> Aim of the exercise
Rewrite all of the following lines, including the requests, and rescale every coordinate in the answers by multiplying it by 2.35 and rounding to the nearest whole number, with halves rounded up.
* START Given information *
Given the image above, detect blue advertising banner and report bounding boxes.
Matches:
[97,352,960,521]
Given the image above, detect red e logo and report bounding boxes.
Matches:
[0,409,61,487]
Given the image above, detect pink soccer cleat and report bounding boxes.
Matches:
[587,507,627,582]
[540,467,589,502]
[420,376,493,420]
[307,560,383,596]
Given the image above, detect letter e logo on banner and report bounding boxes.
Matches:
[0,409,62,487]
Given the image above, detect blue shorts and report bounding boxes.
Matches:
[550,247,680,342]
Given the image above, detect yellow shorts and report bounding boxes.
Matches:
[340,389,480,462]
* END Given information *
> Expected output
Given the image above, detect blue advertising banner and report bounding boxes.
Matches:
[228,827,2256,1224]
Given the image above, detect red e logo and report bounding boxes.
Matches:
[0,961,143,1144]
Given the image above, detect pink soccer cleat and report bounding boxes.
Matches:
[1379,1191,1473,1368]
[1269,1097,1384,1180]
[987,884,1159,987]
[721,1316,900,1401]
Given the image above, detect letter e logo on banner and report bounding boxes.
Matches:
[0,961,146,1144]
Given the image above, detect blue shorts and report bounding boxes.
Matches:
[1293,580,1598,804]
Given the image above, detect yellow shorts and report bounding boxes.
Matches:
[799,914,1128,1086]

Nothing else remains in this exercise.